• GIVEN PASSAGE
□ □ □ □

# Kayak Fishing in the Salt..



## ChuckFinley (Jun 26, 2009)

I'm about to pull the trigger on my first Kayak for chasing fish landlocked here in PA. I would also like to try my hand (after I'm more confident and practiced) at some inshore kayak fishing, maybe in VA or SC or even Ocean City MD... 

My question is this..I have a concern over sharks; I'm not overly fond of the toothy critters---how often do those of you who fish out htere see tham; and do they post much of a threat?


----------



## solid7 (Dec 31, 2010)

ChuckFinley said:


> I'm about to pull the trigger on my first Kayak for chasing fish landlocked here in PA. I would also like to try my hand (after I'm more confident and practiced) at some inshore kayak fishing, maybe in VA or SC or even Ocean City MD...
> 
> My question is this..I have a concern over sharks; I'm not overly fond of the toothy critters---how often do those of you who fish out htere see tham; and do they post much of a threat?


Funny story... I used to comment on how many sharks we have in Florida. Few people really have a clue, but I just happen to be one of the "enlightened" ones who are "in touch." Anyway, I was just expressing one day (with a matter of factness) how, if most people knew how many sharks were in the waters around the beaches alone, their irrational fears would prevent them from even setting a foot in the water. My all-knowing co-worker chimed in, something to the tune of, "you have a better chance of getting into a car accident AND getting hit by lightning than bit by a shark."

□ □ □ □

[Raw records]
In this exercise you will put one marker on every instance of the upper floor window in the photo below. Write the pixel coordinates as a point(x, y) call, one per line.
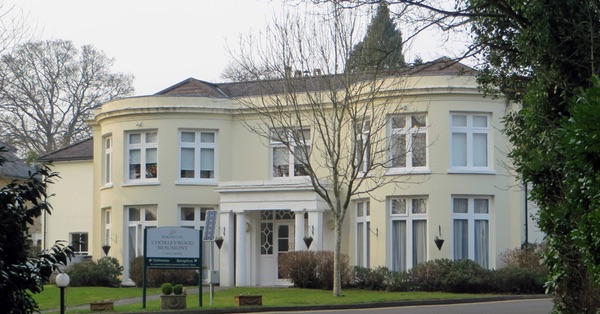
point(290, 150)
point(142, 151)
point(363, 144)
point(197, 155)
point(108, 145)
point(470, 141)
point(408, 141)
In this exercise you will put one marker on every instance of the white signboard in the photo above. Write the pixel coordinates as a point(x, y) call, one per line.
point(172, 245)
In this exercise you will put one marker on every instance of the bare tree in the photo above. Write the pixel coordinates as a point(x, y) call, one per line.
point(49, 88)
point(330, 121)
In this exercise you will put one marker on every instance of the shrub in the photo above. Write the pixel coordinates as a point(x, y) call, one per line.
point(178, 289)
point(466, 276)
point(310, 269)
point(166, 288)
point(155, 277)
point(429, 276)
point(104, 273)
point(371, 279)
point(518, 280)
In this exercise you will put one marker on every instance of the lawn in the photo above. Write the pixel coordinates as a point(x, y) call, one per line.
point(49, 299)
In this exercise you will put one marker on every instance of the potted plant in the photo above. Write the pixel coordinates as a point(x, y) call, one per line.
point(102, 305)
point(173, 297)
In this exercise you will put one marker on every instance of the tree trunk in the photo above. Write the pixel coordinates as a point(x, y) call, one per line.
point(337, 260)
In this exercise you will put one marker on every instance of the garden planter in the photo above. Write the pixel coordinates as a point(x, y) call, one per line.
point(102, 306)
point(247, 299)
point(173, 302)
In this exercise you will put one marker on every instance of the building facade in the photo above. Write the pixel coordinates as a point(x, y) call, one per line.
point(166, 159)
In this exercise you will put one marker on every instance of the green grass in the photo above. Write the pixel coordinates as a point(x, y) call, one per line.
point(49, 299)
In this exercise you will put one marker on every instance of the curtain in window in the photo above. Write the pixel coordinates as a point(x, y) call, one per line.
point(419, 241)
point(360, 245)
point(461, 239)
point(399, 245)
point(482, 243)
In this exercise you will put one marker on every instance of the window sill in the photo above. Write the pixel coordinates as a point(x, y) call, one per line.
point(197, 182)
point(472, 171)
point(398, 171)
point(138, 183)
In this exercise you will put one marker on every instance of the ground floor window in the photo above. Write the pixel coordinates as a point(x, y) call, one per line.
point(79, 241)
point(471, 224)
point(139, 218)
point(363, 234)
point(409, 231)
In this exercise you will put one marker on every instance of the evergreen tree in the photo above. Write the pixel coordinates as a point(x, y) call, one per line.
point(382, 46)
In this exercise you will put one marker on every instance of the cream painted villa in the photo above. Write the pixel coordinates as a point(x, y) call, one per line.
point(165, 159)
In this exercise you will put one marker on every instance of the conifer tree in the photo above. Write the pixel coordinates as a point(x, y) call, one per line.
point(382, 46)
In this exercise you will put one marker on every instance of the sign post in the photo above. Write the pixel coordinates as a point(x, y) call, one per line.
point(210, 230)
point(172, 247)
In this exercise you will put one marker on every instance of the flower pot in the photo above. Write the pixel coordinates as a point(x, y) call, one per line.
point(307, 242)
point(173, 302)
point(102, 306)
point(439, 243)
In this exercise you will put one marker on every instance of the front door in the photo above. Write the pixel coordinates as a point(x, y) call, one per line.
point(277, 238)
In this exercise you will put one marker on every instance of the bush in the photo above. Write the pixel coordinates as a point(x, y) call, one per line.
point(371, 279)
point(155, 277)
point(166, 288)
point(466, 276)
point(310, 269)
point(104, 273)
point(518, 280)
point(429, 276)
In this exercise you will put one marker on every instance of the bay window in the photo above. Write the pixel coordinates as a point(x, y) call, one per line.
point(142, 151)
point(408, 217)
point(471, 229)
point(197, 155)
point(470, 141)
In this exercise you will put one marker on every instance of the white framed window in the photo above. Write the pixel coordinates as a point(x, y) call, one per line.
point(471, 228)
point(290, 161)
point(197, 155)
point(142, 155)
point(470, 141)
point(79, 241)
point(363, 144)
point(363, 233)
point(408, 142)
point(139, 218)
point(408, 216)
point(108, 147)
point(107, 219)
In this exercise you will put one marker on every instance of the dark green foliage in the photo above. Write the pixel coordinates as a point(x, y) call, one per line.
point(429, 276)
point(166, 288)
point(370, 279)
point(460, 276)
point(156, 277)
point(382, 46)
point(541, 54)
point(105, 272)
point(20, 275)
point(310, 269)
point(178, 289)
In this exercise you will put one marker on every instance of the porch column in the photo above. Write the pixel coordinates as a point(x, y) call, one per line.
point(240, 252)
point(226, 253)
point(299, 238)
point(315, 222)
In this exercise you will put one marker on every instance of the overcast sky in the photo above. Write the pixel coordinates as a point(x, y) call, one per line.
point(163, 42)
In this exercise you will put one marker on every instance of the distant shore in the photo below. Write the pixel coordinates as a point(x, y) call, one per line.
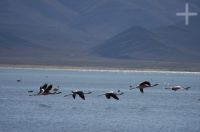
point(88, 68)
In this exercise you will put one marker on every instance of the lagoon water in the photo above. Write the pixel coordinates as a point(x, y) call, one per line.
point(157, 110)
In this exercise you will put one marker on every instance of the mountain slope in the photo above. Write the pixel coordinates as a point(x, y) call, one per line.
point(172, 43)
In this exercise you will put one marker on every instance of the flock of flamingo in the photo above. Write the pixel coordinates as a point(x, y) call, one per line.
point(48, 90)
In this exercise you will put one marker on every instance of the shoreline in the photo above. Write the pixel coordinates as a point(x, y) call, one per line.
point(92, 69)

□ □ □ □

• EXERCISE SET
(1) In the kayak fishing thread, where does ChuckFinley say he might try inshore kayak fishing?
(2) In the records, change "upper floor window" to "second-story window" in the part that opens at the start of the records and closes with the line containing "point(408, 141)", and give back only those lines with the pictures left out.
The kayak fishing thread and the records are separate material with no connection to each other.

• SOLUTIONS BELOW
(1) VA, SC, or even Ocean City MD.

(2)
In this exercise you will put one marker on every instance of the second-story window in the photo below. Write the pixel coordinates as a point(x, y) call, one per line.
point(290, 150)
point(142, 151)
point(363, 144)
point(197, 155)
point(108, 145)
point(470, 141)
point(408, 141)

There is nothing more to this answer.